- Приведённый отрывок -
■ ■ ■ ■ ■

Ликвидация церкви как контрреволюционного элемента не должна быть тождественна с её общим подавлением; при доброй воле, вероятно, нашлись бы священнослужители с по крайней мере нейтральным отношением к советскому режиму. Но ещё сложнее было отношение к верующим и их религиозной вере. Эта проблема, очевидно, не решается только тем, что религия объявляется предрассудком, и тем, что влияние религиозной веры и церкви с помощью агрессивной пропаганды пытается преодолеть особая организация, задорно называющая себя «Союз Воинствующих Безбожников». И ещё меньше помогает, если эта организация ставит себе планы, за какое время скольких верующих «убедить» и сколько церквей закрыть. Оставить веру для религиозного человека - очень трудное дело, глубоко вторгающееся в его психику, в мир его мыслей и чувств. Ошибочно полагать, что здесь речь идёт только о научных аргументах, которые должен воспринять человек, обладающий каким-либо образованием. Такое предположение не понимает специфику религиозной веры, которая живёт на другом уровне человеческого сознания, в отличие от научного познания, и потому вряд ли доступна рациональным аргументам. Хочет ли кто-то или не хочет продолжать верить - это его личное решение, это не касается государства, тем более, если существует строгое разделение государства и церкви, что обязательно для социалистического государства. Гражданин имеет законное право быть верующим любой религии или быть атеистом. Когда религиозный человек ищет выхода из веры, тогда не помогает никакое принуждение, а лишь терпение, собственный жизненный опыт в обществе, собственный поиск познания и личная борьба со своими сомнениями, чему может помочь терпеливое распространение знаний о возникновении, сущности, историческом развитии и роли религий в истории человечества.
Несомненно, организованные действия атеистической организации безбожников в Советском Союзе принесли больше вреда, чем пользы, и затруднили формирование и укрепление социалистического характера общественного сознания, в основном в крестьянских слоях населения. Вероятно, они чаще всего вели к возникновению некого расщеплённого сознания. Ради спокойной жизни демонстрировалось советское гражданское сознание, а религиозные убеждения оставлялись для себя лично, однако иконы оставались в спальне и продолжали почитаться. Вероятно, можно было более терпимо и мирно относиться к тем священнослужителям, которые не были враждебны к советской власти, и уважать тот факт, что довольно большая часть населения - верующие и хотят такими оставаться. Это никак не помешало бы им принимать участие в социалистическом строительстве.

■ ■ ■ ■ ■

- Исходный материал -

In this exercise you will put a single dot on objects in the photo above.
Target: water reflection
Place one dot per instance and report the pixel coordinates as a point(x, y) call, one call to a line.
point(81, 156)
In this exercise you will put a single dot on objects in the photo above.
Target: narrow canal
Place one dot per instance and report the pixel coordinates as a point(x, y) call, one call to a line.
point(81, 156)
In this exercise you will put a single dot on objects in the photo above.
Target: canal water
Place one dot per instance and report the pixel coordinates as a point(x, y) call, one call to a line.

■ ■ ■ ■ ■

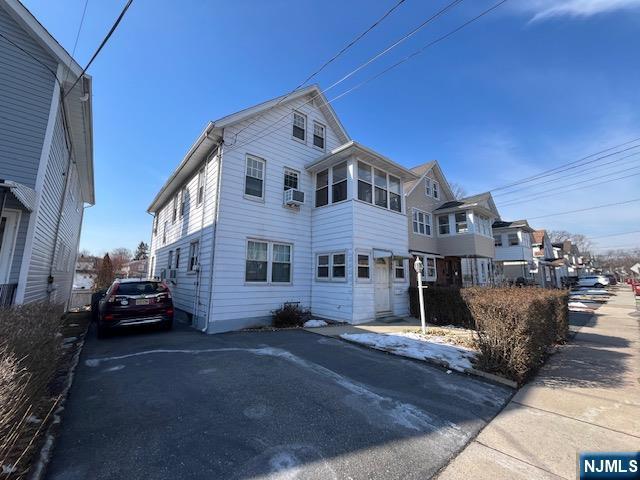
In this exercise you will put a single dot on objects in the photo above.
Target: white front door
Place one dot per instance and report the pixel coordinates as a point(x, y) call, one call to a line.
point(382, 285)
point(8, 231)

■ ■ ■ ■ ■

- Цель задания -
Перепишите, пожалуйста, из отрывка о советской антирелигиозной политике часть, которая начинается со слов «Несомненно, организованные действия» и заканчивается словами «в социалистическом строительстве.», заменив «в спальне» на «в горнице». Записи здесь никакой роли не играют.

- Результат упражнения -
Несомненно, организованные действия атеистической организации безбожников в Советском Союзе принесли больше вреда, чем пользы, и затруднили формирование и укрепление социалистического характера общественного сознания, в основном в крестьянских слоях населения. Вероятно, они чаще всего вели к возникновению некого расщеплённого сознания. Ради спокойной жизни демонстрировалось советское гражданское сознание, а религиозные убеждения оставлялись для себя лично, однако иконы оставались в горнице и продолжали почитаться. Вероятно, можно было более терпимо и мирно относиться к тем священнослужителям, которые не были враждебны к советской власти, и уважать тот факт, что довольно большая часть населения - верующие и хотят такими оставаться. Это никак не помешало бы им принимать участие в социалистическом строительстве.